Supplied passage >>
Thursday, March 03, 2011

William Dembski's critique of materialism

He compares materialist philosophy of mind to alchemy. A redated post.

6 comments:

Edwardtbabinski said...

Perhaps Dembski doesn't realize that ironically, speaking, an interest in "alchemy" helped give rise to modern science?

Newton wrote endless pages on alchemy.

Nestorian Christians were branded heretics and had to flee eastward along with certain heretical books on alchemy that were preserved by them and the books later circulated westward again and interested Europeans in conducting "experiments" that eventually helped give rise to modern scientific investigations of nature.

At any rate, Vic, citing analogies works both ways. And filling in gaps in knowledge with "supernatural explanations" seems a heck of a lot closer to "alchemy" than perhaps Dembski and the I.D.ists might like to admit.

GREV said...

Unrelated but whenever Dembski's name comes up I am reminded of a conversation with a lecturer in biology at one of my country's finest undergraaduate universities.

He conceded readily that some of the more interesting challenges to evolution will come from the world of mathematics. His hope was that anyone seeking to bring forth new information will do their homework.

GREV said...

Point-per-instance localization data >>
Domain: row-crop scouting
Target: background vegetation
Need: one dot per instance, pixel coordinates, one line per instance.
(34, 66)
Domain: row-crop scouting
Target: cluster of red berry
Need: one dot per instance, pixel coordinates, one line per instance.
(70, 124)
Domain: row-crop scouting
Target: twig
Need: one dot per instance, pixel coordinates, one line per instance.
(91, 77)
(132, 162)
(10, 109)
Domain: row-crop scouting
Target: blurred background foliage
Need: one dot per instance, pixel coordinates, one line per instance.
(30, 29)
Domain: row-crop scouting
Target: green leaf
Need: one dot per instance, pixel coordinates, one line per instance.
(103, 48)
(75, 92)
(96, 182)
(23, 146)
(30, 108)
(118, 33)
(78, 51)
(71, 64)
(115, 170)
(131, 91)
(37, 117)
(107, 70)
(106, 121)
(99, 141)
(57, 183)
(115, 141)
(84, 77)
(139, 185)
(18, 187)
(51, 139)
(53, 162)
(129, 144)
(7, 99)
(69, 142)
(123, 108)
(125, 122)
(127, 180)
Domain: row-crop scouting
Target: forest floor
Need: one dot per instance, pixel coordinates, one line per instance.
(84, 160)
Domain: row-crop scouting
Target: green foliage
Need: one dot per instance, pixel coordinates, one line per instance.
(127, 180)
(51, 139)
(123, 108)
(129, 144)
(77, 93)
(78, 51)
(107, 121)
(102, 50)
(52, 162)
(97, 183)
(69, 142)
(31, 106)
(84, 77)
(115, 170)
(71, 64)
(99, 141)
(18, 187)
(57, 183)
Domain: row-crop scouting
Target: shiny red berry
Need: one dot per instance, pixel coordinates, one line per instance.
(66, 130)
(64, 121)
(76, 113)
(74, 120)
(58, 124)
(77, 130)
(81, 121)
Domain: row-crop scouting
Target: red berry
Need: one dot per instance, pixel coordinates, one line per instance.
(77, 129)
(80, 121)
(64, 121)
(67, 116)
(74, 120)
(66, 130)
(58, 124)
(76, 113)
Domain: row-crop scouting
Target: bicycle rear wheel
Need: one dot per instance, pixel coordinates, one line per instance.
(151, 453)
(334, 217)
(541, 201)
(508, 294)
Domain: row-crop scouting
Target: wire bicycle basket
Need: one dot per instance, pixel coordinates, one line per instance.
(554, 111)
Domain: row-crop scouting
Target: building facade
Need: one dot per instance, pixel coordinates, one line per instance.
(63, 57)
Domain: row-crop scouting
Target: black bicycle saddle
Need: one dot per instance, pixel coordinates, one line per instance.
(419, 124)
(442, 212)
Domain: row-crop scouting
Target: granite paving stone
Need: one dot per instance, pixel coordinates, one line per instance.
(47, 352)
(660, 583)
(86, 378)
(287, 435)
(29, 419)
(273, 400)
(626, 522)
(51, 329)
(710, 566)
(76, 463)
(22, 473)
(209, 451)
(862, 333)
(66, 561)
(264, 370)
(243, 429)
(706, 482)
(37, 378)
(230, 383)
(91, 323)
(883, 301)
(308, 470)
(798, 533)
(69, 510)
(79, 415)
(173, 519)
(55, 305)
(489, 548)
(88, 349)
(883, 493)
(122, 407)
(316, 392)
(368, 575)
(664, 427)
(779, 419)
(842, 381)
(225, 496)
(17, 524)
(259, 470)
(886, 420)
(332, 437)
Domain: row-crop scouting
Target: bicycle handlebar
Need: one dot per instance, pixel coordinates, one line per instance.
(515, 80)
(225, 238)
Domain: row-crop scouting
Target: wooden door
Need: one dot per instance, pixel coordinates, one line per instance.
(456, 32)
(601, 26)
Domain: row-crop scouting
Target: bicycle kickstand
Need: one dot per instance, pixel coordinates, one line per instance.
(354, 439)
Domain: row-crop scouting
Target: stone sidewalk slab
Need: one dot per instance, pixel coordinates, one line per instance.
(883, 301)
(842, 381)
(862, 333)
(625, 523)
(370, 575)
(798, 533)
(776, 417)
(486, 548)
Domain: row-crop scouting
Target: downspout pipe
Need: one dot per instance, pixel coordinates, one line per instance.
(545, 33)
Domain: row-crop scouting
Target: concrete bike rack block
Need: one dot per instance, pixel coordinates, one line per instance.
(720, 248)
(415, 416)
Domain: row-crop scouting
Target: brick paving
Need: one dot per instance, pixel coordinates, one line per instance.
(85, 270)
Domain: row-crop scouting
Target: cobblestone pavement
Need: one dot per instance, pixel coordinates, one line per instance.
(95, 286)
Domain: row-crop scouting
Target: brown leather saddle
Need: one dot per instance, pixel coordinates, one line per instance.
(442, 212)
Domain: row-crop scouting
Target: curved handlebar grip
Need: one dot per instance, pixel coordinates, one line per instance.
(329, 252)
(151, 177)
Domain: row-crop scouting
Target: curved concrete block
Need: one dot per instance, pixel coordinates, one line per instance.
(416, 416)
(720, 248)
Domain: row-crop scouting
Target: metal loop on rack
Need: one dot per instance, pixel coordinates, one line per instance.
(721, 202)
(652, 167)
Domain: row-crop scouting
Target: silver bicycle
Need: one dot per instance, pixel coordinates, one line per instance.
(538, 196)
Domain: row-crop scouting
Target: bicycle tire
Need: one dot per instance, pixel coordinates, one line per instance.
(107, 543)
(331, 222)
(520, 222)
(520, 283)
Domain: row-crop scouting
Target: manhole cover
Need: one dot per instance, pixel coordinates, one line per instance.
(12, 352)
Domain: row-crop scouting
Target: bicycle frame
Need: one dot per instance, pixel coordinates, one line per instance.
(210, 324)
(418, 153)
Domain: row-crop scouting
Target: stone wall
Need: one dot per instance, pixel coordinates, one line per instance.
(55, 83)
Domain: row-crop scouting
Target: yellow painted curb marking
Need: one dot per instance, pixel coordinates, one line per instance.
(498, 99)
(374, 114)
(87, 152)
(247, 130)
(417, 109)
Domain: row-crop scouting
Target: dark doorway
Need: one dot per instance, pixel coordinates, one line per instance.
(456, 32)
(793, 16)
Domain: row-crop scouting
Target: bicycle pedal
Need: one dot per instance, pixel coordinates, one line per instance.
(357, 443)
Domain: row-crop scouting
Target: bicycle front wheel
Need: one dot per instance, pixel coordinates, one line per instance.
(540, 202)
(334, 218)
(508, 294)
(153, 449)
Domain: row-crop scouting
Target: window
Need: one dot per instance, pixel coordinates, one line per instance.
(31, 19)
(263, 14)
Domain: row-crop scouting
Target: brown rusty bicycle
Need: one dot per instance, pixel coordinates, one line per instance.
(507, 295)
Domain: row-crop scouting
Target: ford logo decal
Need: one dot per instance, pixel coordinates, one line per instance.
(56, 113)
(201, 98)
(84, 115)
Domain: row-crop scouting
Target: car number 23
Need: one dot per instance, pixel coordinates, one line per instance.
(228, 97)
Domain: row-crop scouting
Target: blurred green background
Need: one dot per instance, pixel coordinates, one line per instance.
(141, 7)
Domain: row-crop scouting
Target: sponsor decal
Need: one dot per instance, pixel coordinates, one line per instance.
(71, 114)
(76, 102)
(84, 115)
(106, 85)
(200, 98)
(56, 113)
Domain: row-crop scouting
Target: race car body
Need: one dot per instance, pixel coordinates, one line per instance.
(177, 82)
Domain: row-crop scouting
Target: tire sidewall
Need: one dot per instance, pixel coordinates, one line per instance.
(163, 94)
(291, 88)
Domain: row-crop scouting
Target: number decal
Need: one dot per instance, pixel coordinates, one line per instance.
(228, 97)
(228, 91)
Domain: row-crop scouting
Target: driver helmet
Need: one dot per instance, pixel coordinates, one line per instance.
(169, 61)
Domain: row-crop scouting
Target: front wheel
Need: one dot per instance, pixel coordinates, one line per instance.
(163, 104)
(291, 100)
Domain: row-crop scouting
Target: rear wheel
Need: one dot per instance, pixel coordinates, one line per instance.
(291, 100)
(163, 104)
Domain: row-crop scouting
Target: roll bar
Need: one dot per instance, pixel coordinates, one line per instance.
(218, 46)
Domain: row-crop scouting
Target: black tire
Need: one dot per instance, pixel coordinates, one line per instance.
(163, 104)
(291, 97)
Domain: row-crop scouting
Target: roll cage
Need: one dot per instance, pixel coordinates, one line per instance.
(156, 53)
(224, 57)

Actions to take >>
(1) In the blog post, what does Dembski compare materialist philosophy of mind to?
(2) List every personal name or commenter name that appears in the blog post.

Responses by task >>
(1) Alchemy.

(2) William Dembski, Edwardtbabinski, Newton, Vic, GREV